## TASK TO COMPLETE
In the entries that follow, the lines from the one with "Can you find the arched doorway" through the one with "Can you find the white" are the ones to write out, exactly and with both ends included. Nothing else should appear.

======== INPUT DATA

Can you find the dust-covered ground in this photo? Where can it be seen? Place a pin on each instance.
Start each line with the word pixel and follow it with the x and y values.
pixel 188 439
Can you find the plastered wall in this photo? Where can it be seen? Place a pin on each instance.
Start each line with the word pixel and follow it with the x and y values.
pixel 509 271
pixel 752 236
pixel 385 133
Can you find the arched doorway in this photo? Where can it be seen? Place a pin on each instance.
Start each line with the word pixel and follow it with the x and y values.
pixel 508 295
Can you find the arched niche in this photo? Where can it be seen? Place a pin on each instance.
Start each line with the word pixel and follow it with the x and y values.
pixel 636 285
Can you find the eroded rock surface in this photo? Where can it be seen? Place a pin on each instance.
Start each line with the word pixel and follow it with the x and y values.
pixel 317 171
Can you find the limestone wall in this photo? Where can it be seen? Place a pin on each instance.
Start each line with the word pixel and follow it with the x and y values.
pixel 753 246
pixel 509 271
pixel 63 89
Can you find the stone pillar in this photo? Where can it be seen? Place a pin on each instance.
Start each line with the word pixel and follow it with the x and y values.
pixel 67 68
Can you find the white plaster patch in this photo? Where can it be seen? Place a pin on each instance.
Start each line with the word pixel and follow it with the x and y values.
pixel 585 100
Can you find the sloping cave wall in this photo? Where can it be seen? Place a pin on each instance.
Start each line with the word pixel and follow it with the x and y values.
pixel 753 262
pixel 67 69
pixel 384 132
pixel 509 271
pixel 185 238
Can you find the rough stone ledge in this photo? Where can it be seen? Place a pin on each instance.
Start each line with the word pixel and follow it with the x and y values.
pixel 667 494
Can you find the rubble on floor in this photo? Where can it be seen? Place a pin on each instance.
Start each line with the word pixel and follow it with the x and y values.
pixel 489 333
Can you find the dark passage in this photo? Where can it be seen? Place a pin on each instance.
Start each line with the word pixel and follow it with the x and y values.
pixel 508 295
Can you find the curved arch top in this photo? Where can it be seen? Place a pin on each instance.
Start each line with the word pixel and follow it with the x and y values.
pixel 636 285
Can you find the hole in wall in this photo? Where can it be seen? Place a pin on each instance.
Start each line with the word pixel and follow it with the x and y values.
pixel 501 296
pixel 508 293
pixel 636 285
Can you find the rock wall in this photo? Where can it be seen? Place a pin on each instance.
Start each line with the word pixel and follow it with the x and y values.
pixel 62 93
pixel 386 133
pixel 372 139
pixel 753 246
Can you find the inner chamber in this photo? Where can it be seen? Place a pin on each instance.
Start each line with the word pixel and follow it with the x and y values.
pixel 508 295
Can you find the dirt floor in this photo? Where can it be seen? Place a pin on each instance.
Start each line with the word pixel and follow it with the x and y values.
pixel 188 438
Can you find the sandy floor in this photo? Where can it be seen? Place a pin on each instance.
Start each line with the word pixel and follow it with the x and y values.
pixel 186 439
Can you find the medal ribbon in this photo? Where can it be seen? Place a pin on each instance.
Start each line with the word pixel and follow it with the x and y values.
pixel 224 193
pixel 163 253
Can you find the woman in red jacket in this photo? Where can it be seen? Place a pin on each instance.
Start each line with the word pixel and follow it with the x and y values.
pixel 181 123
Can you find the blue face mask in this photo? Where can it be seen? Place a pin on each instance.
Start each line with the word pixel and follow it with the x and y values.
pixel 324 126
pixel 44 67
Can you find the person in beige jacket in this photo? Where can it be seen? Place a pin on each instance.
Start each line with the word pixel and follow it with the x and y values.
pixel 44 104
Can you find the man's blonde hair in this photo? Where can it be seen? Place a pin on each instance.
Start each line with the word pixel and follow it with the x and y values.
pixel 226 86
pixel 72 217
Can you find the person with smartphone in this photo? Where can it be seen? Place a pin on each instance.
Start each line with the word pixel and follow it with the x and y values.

================

## FINAL ANSWER
Can you find the arched doorway in this photo? Where can it be seen? Place a pin on each instance.
Start each line with the word pixel and follow it with the x and y values.
pixel 508 295
Can you find the arched niche in this photo? Where can it be seen? Place a pin on each instance.
Start each line with the word pixel and follow it with the x and y values.
pixel 636 285
Can you find the eroded rock surface in this photo? Where can it be seen? Place a pin on each instance.
Start each line with the word pixel and follow it with the x and y values.
pixel 317 171
Can you find the limestone wall in this photo? Where can it be seen? Place a pin on each instance.
Start each line with the word pixel and follow it with the x and y values.
pixel 753 246
pixel 509 271
pixel 63 89
Can you find the stone pillar in this photo? Where can it be seen? Place a pin on each instance.
Start each line with the word pixel and follow it with the x and y values.
pixel 67 68
Can you find the white plaster patch in this photo? Where can it be seen? Place a pin on each instance.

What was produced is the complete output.